INSTRUCTION - Exactly reproduce the lines from the line containing "Where can the torii" to the end of the data below, inclusive, and nothing else.

INPUT MATERIAL -
+===+

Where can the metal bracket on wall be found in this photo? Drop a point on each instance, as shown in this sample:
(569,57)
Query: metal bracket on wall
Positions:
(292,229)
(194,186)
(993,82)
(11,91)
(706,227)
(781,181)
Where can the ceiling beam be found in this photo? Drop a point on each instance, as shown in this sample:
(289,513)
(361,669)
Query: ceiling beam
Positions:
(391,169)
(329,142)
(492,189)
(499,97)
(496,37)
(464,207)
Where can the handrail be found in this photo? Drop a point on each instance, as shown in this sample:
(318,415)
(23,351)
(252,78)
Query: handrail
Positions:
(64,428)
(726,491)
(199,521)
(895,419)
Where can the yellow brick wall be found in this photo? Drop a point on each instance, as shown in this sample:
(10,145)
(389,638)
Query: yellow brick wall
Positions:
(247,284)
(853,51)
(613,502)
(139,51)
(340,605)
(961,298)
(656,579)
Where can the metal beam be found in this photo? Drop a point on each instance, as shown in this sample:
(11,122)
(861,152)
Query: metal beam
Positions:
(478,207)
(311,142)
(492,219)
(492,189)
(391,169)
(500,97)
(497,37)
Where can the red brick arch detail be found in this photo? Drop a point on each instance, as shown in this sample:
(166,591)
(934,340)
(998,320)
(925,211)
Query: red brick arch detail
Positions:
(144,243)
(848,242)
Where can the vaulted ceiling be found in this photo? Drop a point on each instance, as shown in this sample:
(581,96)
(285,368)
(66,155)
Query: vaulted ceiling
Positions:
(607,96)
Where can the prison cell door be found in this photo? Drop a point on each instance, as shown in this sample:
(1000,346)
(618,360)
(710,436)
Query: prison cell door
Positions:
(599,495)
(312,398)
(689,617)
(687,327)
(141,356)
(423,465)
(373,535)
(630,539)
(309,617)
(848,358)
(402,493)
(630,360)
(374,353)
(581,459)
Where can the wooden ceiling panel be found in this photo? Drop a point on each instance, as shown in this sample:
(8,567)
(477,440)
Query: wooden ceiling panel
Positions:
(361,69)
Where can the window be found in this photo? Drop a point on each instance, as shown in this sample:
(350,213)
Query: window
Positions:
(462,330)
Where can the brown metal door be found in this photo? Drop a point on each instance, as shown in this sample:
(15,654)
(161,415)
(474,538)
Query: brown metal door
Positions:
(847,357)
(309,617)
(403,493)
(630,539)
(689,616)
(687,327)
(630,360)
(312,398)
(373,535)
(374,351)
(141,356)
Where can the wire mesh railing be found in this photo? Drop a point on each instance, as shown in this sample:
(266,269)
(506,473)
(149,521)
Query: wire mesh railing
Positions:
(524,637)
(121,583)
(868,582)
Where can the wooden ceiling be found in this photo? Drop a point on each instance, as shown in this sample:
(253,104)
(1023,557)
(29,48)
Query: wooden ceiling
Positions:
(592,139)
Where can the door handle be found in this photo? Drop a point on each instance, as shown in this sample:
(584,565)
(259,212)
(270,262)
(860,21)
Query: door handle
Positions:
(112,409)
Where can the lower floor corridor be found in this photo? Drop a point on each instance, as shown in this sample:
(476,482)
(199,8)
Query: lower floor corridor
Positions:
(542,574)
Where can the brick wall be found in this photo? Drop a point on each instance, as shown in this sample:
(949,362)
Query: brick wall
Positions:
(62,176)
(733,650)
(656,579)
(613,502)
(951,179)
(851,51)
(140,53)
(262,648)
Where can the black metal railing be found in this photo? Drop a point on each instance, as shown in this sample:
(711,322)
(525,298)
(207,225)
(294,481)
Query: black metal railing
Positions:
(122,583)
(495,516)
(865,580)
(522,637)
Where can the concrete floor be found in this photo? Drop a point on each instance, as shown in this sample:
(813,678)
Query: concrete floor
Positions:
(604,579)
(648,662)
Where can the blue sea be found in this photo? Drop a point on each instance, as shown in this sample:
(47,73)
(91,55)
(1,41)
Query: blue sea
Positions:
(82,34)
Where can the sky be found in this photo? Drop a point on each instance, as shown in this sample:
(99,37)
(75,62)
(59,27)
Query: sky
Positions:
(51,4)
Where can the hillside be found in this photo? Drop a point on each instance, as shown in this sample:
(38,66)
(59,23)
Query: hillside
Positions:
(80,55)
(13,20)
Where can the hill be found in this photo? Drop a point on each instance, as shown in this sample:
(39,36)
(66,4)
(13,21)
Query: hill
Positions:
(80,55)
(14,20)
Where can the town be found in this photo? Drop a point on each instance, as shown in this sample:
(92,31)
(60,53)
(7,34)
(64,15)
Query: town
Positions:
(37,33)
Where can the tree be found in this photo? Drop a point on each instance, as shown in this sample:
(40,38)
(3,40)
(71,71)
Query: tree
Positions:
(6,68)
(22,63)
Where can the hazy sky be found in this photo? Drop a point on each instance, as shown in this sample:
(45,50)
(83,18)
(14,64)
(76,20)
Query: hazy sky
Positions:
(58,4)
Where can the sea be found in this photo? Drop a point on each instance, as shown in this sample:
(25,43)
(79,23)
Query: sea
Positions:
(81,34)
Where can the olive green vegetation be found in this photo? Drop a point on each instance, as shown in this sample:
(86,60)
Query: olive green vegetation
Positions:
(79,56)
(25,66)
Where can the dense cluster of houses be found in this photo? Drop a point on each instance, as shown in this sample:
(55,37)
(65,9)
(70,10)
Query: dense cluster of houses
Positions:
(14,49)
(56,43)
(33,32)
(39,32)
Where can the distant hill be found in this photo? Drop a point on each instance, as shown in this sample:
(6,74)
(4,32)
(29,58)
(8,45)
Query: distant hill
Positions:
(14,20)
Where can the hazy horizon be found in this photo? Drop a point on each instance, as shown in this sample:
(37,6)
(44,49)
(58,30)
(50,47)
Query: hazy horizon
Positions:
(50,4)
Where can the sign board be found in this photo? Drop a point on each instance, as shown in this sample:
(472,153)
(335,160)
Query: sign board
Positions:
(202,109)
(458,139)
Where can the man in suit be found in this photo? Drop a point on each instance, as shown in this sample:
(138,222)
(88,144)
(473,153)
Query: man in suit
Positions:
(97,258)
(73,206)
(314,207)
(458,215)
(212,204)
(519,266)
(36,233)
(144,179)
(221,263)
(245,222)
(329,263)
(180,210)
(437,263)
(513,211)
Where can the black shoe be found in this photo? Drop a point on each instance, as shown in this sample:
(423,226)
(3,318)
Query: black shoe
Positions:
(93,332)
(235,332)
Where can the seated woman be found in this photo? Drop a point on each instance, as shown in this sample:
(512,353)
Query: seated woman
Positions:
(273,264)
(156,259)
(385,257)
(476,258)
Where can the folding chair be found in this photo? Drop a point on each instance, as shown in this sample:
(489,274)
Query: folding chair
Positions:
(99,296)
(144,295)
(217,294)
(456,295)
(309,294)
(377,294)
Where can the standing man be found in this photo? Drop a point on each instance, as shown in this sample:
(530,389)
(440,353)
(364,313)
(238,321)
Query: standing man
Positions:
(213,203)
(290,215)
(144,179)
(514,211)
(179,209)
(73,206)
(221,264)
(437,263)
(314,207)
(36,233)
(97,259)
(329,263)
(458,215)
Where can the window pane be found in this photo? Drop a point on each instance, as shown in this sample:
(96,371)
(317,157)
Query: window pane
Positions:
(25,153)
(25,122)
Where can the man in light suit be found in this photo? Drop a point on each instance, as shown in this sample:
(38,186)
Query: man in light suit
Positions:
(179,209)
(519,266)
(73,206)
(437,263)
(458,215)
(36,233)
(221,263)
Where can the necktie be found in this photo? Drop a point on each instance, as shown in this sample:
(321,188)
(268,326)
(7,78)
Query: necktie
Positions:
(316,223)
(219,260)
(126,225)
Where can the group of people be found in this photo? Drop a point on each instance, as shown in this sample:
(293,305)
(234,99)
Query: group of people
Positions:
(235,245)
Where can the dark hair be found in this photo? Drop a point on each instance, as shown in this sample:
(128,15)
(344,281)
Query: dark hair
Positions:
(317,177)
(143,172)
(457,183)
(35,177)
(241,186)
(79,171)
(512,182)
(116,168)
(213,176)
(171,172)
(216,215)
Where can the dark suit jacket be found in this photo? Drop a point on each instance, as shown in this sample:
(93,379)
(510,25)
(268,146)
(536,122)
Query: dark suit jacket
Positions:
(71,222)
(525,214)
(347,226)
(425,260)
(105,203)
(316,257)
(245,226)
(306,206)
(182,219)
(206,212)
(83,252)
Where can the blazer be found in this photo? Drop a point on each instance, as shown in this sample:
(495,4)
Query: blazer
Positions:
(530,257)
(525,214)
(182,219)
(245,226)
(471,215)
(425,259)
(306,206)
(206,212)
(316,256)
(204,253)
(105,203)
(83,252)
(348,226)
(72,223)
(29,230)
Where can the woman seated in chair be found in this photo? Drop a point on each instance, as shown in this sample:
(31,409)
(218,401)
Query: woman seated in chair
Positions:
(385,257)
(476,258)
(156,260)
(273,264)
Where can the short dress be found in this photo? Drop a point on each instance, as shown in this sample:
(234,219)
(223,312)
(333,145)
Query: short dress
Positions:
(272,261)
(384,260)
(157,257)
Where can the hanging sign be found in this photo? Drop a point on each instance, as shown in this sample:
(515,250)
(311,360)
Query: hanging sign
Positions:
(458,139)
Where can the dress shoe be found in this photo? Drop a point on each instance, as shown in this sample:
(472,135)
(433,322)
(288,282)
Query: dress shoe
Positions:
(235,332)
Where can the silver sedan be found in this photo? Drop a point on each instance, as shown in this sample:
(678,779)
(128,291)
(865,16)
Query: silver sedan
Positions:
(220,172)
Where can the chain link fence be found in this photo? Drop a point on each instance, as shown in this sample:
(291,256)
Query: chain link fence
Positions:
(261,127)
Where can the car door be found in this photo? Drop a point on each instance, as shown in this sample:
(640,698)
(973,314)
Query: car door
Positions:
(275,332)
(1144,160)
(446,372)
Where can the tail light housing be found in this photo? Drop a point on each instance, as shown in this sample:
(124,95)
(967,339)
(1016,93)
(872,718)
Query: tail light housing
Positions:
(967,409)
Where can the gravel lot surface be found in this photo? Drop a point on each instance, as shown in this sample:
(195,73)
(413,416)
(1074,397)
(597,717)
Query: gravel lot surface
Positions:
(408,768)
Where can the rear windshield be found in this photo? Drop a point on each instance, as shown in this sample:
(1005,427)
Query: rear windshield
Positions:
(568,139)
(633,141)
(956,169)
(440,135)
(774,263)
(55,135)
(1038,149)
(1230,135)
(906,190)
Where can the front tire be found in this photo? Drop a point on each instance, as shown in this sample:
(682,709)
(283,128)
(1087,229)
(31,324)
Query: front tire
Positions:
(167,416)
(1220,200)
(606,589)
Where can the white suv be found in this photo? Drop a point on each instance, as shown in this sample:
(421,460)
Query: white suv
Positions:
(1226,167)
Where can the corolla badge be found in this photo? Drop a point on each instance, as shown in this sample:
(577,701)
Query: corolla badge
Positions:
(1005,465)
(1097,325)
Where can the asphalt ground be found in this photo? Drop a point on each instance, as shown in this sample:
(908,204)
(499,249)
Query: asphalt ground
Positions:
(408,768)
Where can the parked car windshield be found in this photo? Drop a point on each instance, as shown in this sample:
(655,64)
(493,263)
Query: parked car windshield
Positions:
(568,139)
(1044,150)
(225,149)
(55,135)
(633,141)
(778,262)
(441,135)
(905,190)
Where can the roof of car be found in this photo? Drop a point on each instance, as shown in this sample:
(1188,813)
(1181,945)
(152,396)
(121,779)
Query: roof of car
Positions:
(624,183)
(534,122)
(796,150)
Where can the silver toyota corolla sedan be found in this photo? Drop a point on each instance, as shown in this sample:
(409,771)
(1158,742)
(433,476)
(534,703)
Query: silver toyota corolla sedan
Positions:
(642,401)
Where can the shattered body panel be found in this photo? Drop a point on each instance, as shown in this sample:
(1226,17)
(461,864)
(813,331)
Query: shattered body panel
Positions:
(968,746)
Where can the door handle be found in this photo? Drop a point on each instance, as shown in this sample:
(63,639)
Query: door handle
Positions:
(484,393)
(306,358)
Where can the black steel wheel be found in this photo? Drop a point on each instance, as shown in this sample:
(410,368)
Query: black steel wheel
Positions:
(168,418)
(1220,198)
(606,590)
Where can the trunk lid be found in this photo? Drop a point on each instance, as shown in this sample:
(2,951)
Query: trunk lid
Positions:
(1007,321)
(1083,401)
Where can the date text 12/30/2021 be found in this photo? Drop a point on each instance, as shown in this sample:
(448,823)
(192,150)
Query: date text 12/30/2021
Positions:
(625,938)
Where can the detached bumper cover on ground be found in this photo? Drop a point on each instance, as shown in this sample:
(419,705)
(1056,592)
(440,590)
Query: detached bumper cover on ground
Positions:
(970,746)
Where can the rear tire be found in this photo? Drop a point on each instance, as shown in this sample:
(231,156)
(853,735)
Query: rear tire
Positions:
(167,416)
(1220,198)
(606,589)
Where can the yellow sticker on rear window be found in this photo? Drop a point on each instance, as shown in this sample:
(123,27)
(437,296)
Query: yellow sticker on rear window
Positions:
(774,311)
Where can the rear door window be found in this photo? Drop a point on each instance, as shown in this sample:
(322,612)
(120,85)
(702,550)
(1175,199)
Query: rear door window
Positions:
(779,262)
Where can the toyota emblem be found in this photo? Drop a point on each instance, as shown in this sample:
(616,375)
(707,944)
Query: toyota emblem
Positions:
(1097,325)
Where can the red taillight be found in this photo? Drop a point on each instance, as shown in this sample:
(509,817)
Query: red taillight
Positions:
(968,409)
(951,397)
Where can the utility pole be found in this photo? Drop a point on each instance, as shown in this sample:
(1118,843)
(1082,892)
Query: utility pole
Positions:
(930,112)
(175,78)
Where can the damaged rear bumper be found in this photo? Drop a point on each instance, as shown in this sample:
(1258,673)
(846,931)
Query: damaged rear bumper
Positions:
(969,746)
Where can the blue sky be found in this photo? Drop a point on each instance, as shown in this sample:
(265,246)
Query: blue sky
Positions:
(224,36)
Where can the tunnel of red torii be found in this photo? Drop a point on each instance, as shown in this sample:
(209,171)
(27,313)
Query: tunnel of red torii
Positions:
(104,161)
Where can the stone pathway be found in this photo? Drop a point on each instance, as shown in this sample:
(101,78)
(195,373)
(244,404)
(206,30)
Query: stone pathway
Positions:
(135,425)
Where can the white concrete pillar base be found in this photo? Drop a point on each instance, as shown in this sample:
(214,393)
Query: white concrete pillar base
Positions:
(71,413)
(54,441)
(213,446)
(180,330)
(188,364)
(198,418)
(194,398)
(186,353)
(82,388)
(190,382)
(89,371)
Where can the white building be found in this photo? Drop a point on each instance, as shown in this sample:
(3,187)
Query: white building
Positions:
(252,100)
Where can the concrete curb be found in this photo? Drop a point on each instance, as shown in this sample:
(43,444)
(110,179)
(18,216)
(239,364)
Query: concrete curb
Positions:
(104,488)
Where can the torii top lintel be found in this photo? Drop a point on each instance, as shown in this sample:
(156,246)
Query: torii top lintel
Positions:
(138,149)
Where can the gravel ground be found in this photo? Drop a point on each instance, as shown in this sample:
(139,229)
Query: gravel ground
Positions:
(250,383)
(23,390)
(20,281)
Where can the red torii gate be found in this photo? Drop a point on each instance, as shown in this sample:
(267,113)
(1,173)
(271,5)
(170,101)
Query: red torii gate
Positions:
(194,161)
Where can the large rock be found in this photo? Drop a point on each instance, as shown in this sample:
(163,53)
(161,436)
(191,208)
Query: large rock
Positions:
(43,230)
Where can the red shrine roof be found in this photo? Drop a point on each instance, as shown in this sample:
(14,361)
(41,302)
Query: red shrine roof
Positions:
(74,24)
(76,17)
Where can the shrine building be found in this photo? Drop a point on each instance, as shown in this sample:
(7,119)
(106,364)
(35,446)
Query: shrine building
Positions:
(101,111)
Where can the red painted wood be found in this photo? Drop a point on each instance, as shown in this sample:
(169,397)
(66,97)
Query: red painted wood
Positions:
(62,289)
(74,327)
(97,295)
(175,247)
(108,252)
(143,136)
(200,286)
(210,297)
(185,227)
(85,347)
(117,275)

+===+

RESPONSE BELOW -
Where can the torii top lintel be found in this photo? Drop a point on each instance, as shown in this sample:
(156,246)
Query: torii top lintel
Positions:
(138,149)
Where can the gravel ground be found in this photo? Drop a point on each instance, as shown in this sample:
(139,229)
Query: gravel ground
Positions:
(250,383)
(23,390)
(20,281)
Where can the red torii gate be found in this photo? Drop a point on each instance, as shown in this sample:
(267,113)
(1,173)
(271,5)
(170,101)
Query: red torii gate
Positions:
(194,161)
Where can the large rock be found in this photo? Drop a point on each instance, as shown in this sample:
(163,53)
(161,436)
(191,208)
Query: large rock
Positions:
(43,230)
Where can the red shrine roof be found in this photo? Drop a point on each instance, as shown in this sample:
(14,361)
(41,302)
Query: red shrine roof
Positions:
(74,24)
(76,17)
Where can the shrine building be found in this photo? Drop a point on each instance, as shown in this sample:
(7,119)
(106,364)
(35,446)
Query: shrine building
Positions:
(101,111)
Where can the red painted wood be found in this photo? Drop a point on each instance, as shown in this sample:
(169,397)
(66,97)
Query: red painted wood
Positions:
(62,289)
(74,327)
(97,295)
(175,247)
(108,252)
(143,136)
(200,286)
(210,297)
(185,227)
(85,347)
(117,275)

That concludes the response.